## Text to read

Today it was Works in Progress, and I brought in several works in progress, three or four of them barely designed, and ready for me to do designs on them, one under way, one almost completed.  In between chatting about art, design, higher education, the political scene, literature and various other topics that came up as the afternoon went on, that is.

As usual, I brought a box of materials, threads of all kinds, plus reference books. Since today's emphasis was on design and working on it, the book of drawings is one of the best places a designer can start, both to study and to draw, to get your eye and hand in.  Then the book of geological photographs, natural shapes and forms, wonderful ideas.  And my own looseleaf notebook of drawings, most of them done not as ideas but as fully developed drawing.

And for color, nothing beats the sheer intelligence of Albers.  He was the twentieth century master, taught at Black Mountain College many other artists, composers and wild talents.  One of his students, Maggi Johnson, was my mentor until her death in her mid nineties last year.  So I have an unbroken succession to one of the greats! well, two of them, in fact.

Source data
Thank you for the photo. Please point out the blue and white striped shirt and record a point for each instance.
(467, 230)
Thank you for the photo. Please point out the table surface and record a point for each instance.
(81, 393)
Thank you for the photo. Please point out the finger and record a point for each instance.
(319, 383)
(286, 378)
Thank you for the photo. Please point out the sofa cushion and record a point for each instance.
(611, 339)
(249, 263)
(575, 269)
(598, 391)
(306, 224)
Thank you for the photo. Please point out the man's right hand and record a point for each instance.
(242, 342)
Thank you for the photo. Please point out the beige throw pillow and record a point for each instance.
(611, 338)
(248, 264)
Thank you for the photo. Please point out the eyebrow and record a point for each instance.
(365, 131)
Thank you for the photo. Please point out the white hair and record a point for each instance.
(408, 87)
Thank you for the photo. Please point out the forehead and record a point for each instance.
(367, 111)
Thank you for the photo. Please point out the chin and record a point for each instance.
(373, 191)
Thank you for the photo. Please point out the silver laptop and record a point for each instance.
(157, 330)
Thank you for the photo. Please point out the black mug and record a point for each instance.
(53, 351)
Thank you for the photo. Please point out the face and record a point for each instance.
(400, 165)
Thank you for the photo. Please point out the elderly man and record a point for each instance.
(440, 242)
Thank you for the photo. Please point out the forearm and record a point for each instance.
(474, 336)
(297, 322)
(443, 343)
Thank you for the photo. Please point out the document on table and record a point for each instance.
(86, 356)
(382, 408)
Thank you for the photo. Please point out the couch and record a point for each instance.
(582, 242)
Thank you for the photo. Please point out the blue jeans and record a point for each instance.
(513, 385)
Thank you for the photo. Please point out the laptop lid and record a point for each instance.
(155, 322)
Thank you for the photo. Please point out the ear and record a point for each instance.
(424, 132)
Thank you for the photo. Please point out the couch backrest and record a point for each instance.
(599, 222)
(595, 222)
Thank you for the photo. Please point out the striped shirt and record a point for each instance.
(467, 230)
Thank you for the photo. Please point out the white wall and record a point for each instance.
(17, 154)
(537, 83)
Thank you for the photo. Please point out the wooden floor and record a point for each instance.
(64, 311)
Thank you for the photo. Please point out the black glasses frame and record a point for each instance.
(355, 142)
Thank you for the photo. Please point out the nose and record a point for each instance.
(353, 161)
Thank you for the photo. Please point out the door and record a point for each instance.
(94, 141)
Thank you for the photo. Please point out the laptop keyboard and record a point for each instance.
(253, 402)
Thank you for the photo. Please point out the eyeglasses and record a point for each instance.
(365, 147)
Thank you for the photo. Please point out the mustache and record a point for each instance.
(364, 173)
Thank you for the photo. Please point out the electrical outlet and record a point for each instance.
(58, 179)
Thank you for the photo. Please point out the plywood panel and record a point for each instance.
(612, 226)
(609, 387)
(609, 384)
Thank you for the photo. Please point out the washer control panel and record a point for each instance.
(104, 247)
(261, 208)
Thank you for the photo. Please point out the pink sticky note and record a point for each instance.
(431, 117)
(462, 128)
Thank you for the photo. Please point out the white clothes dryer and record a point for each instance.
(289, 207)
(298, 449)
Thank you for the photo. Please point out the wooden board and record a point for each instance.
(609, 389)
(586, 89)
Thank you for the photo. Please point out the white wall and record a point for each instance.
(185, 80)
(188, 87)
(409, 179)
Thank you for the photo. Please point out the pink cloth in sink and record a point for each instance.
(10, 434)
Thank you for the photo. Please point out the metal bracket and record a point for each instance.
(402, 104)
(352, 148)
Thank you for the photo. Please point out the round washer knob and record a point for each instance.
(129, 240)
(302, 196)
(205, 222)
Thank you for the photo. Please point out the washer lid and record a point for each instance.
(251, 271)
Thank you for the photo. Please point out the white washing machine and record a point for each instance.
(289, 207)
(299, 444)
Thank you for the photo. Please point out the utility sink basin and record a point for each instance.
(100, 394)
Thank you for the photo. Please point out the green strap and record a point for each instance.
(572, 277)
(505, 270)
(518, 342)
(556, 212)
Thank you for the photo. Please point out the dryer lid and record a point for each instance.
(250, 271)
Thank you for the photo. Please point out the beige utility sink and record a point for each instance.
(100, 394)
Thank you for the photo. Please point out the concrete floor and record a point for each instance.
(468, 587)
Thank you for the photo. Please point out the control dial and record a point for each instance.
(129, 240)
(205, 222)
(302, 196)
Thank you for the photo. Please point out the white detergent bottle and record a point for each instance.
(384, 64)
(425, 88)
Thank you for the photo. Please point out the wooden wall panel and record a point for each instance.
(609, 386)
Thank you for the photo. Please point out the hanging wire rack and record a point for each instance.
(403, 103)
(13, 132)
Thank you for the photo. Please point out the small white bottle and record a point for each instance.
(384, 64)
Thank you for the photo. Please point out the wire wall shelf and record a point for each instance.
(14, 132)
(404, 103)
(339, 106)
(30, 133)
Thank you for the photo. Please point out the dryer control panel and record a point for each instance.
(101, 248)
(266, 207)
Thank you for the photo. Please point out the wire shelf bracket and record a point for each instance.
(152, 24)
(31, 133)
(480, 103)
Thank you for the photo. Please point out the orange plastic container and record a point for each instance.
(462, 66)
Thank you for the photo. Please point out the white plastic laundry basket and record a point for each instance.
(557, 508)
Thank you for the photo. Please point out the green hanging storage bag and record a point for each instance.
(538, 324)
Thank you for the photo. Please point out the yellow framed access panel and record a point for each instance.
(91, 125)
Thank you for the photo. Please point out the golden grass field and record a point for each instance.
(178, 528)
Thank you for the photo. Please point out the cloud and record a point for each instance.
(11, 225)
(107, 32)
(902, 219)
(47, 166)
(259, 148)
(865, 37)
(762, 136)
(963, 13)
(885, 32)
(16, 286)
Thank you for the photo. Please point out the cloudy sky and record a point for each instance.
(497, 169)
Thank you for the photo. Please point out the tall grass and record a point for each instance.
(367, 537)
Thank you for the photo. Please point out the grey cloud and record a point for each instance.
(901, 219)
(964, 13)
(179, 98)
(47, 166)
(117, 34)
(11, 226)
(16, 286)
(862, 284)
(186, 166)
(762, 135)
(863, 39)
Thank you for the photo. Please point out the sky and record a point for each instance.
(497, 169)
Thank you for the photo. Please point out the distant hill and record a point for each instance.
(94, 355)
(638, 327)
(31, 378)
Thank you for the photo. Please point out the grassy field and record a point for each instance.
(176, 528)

## Set problem A
Reproduce word for word the part of the post that opens with the words containing "As usual, I" and closes with "them, in fact.".
## Set problem B
In the post, who was the writer's mentor until her death last year?
## Set problem C
Name every topic the post says came up in the afternoon's chatting.
Rely on the post alone and not on the items.

## Exercise response A
As usual, I brought a box of materials, threads of all kinds, plus reference books. Since today's emphasis was on design and working on it, the book of drawings is one of the best places a designer can start, both to study and to draw, to get your eye and hand in.  Then the book of geological photographs, natural shapes and forms, wonderful ideas.  And my own looseleaf notebook of drawings, most of them done not as ideas but as fully developed drawing.

And for color, nothing beats the sheer intelligence of Albers.  He was the twentieth century master, taught at Black Mountain College many other artists, composers and wild talents.  One of his students, Maggi Johnson, was my mentor until her death in her mid nineties last year.  So I have an unbroken succession to one of the greats! well, two of them, in fact.

## Exercise response B
Maggi Johnson

## Exercise response C
art, design, higher education, the political scene, literature